__Work item__.
Please copy each line from the entries that contains the string "woman".

Referring expression grounding data

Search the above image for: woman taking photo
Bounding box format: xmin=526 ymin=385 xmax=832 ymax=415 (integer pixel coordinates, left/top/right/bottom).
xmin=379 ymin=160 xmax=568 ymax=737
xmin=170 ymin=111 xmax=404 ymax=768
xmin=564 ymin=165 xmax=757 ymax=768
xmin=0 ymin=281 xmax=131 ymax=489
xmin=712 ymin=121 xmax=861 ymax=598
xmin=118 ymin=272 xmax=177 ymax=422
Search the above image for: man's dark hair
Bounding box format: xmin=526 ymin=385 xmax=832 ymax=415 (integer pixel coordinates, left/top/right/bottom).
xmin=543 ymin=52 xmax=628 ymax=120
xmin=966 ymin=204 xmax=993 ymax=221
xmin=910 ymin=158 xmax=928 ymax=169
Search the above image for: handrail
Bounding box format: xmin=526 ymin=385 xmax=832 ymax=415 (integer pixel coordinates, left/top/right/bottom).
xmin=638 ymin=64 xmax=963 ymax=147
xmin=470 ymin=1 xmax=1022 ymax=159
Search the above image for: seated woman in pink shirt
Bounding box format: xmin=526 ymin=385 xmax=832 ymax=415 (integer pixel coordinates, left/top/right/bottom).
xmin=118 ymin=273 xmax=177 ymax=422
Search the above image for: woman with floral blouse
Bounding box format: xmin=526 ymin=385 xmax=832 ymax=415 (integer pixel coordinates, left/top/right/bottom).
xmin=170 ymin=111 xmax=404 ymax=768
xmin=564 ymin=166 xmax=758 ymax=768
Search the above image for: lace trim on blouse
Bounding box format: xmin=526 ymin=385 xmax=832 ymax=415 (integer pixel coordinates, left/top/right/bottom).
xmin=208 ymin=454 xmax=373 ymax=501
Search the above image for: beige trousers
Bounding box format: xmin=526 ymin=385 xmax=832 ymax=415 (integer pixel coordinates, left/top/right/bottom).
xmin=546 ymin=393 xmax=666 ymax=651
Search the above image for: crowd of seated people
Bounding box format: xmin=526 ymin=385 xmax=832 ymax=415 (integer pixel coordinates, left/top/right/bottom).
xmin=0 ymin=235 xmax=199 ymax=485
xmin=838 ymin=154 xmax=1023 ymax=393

__Answer box__.
Search the above image for: woman taking photo
Search the above image for: seated woman in pink shirt
Search the above image for: woman with floral blouse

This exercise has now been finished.